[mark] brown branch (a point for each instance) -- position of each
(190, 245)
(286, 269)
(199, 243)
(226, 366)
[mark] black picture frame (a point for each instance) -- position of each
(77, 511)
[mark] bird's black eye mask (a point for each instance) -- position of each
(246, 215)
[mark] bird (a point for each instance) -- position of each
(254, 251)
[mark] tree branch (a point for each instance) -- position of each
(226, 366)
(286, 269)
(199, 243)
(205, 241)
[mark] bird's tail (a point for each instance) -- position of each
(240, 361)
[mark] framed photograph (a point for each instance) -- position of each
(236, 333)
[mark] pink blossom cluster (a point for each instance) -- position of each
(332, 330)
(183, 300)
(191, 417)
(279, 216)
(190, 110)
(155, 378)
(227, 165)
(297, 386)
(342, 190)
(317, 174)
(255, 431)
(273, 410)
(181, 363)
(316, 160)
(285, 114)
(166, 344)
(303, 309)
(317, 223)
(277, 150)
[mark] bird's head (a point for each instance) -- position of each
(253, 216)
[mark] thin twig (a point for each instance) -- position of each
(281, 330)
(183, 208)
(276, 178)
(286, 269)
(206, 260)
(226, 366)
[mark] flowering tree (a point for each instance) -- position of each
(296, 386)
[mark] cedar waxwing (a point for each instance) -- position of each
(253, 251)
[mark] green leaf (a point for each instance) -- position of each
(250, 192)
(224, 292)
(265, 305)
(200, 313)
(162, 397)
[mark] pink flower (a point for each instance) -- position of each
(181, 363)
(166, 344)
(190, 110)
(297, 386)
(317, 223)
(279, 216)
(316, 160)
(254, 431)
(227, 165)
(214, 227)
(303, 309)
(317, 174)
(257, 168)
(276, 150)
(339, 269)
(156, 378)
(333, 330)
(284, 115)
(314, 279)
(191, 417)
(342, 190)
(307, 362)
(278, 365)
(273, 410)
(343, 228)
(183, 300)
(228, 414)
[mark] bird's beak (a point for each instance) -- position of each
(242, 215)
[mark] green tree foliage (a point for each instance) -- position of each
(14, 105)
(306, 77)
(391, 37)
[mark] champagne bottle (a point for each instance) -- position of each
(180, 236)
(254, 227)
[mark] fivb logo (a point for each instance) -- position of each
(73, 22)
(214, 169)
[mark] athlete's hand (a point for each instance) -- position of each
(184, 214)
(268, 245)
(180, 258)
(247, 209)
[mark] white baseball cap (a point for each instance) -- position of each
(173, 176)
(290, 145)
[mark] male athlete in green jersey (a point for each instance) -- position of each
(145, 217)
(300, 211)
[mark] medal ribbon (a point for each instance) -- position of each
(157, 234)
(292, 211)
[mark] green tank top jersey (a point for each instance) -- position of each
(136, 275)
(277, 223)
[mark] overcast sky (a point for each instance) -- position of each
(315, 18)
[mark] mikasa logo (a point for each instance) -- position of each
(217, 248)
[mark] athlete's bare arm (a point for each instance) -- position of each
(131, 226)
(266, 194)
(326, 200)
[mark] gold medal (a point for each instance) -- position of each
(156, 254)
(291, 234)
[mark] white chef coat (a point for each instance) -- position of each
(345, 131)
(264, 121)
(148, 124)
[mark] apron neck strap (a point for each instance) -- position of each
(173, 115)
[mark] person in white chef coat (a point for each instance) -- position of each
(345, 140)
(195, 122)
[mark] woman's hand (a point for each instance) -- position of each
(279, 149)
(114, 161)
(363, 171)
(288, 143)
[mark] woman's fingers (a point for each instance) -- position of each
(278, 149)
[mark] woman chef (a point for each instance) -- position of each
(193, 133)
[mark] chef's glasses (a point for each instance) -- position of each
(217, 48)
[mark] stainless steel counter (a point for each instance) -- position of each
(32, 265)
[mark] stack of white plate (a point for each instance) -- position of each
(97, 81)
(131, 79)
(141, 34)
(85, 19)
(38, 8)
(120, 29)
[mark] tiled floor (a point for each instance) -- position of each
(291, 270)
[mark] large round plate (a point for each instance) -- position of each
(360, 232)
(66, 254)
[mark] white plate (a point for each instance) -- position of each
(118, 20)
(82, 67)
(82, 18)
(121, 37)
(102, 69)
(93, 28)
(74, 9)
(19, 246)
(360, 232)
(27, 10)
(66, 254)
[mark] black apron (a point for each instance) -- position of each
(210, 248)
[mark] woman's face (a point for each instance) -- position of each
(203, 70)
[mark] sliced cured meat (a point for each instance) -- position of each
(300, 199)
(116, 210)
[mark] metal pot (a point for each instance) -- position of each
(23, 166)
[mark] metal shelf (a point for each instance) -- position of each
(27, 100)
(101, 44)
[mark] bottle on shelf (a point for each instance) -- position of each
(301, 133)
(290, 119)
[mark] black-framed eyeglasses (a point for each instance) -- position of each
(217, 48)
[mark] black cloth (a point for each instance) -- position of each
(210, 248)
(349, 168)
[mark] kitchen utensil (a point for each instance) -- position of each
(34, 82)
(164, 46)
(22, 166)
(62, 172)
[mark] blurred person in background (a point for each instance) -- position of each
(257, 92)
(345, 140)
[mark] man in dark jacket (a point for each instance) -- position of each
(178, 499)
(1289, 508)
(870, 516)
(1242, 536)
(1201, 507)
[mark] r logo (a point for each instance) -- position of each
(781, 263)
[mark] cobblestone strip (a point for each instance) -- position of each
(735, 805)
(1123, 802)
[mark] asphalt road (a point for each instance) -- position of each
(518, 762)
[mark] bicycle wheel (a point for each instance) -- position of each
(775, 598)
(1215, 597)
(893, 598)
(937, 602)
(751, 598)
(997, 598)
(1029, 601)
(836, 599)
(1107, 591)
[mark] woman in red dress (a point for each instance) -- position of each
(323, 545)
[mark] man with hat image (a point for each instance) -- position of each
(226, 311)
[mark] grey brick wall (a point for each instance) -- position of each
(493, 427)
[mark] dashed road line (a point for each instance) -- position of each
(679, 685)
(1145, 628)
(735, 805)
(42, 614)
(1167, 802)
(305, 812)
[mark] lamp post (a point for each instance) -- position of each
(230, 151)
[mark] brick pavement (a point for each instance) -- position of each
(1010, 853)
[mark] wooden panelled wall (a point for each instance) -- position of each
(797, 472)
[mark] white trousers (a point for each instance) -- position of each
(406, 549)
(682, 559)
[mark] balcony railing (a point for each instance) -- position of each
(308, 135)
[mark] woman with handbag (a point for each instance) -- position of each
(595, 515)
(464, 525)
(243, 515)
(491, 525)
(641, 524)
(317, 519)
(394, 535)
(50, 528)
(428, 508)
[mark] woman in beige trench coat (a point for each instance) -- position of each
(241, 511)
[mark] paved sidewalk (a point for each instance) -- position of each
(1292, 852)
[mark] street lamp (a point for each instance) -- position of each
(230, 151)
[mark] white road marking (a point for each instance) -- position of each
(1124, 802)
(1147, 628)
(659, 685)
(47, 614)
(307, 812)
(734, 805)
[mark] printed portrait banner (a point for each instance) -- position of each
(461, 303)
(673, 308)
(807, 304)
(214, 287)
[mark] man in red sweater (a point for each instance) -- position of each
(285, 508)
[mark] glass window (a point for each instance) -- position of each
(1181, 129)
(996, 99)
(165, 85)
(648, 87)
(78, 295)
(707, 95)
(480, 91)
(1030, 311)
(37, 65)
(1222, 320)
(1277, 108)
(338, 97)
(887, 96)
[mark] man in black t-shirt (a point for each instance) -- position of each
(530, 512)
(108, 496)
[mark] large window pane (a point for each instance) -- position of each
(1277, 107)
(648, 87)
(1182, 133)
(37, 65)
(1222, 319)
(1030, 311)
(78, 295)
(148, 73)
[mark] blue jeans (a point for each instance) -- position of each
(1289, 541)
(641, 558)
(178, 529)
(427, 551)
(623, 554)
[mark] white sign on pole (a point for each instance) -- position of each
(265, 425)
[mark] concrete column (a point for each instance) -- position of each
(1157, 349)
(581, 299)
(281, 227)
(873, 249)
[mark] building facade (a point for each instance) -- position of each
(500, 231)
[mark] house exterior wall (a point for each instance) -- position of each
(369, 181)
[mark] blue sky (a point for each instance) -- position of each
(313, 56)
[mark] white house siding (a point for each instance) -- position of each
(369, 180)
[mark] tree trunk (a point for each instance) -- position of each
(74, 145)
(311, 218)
==*==
*Instructions for the task:* Please transcribe exactly the line containing "[mark] concrete column" and every line after it through the end of the records, and nothing else.

*Expected answer:*
[mark] concrete column (a point for each instance) -- position of each
(1157, 349)
(581, 299)
(281, 227)
(873, 249)
[mark] building facade (a point for each instance) -- position of each
(500, 231)
[mark] house exterior wall (a point for each instance) -- position of each
(369, 181)
[mark] blue sky (a point for each instance) -- position of each
(313, 56)
[mark] white house siding (a point for each instance) -- position of each
(369, 180)
[mark] tree trunk (a point for each instance) -- position of each
(74, 145)
(311, 218)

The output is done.